_EXTRACTED ENTRIES_.
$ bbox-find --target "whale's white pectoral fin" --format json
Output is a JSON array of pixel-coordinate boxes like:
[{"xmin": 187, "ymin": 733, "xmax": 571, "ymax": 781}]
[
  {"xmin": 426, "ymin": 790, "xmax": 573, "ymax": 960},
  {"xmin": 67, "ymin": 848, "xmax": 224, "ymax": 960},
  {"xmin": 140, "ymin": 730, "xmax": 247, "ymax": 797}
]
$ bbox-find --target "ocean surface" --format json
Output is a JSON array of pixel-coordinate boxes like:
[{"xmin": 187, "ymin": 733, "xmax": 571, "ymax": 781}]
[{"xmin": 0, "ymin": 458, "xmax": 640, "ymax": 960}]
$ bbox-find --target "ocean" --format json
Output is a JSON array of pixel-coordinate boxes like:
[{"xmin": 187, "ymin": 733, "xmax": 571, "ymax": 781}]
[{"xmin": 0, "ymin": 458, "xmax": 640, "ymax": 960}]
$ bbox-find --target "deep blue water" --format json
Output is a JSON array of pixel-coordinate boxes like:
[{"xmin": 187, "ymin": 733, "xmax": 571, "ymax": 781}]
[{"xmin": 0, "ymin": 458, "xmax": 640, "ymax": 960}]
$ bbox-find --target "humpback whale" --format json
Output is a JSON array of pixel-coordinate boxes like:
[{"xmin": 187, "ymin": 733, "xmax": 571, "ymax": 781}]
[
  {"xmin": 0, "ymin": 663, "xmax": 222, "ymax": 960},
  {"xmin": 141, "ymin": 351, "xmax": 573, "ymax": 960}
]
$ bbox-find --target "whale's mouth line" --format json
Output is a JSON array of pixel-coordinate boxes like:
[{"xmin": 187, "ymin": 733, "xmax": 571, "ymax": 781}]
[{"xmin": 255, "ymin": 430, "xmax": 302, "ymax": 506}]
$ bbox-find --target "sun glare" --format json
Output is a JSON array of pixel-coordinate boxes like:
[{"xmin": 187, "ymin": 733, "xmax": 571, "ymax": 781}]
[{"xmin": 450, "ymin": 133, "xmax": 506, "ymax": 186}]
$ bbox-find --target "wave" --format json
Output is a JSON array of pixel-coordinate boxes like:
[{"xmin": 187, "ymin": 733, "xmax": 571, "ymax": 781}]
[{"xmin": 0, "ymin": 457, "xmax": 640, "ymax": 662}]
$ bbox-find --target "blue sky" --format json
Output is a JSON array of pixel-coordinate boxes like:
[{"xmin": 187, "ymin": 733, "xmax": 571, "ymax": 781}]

_WHAT TO DO_.
Filter the data above, keeping every line that contains the string "bbox".

_REPLY_.
$ bbox-find --target "whale's white pectoral fin" --format json
$ bbox-find --target "ocean surface" --format json
$ bbox-find --target "ocean" --format json
$ bbox-find --target "deep blue water" --format json
$ bbox-find --target "humpback whale" --format json
$ bbox-find --target "whale's mouth line" --format json
$ bbox-find --target "sun glare" --format json
$ bbox-find --target "wave" --format json
$ bbox-find --target "blue sky" --format json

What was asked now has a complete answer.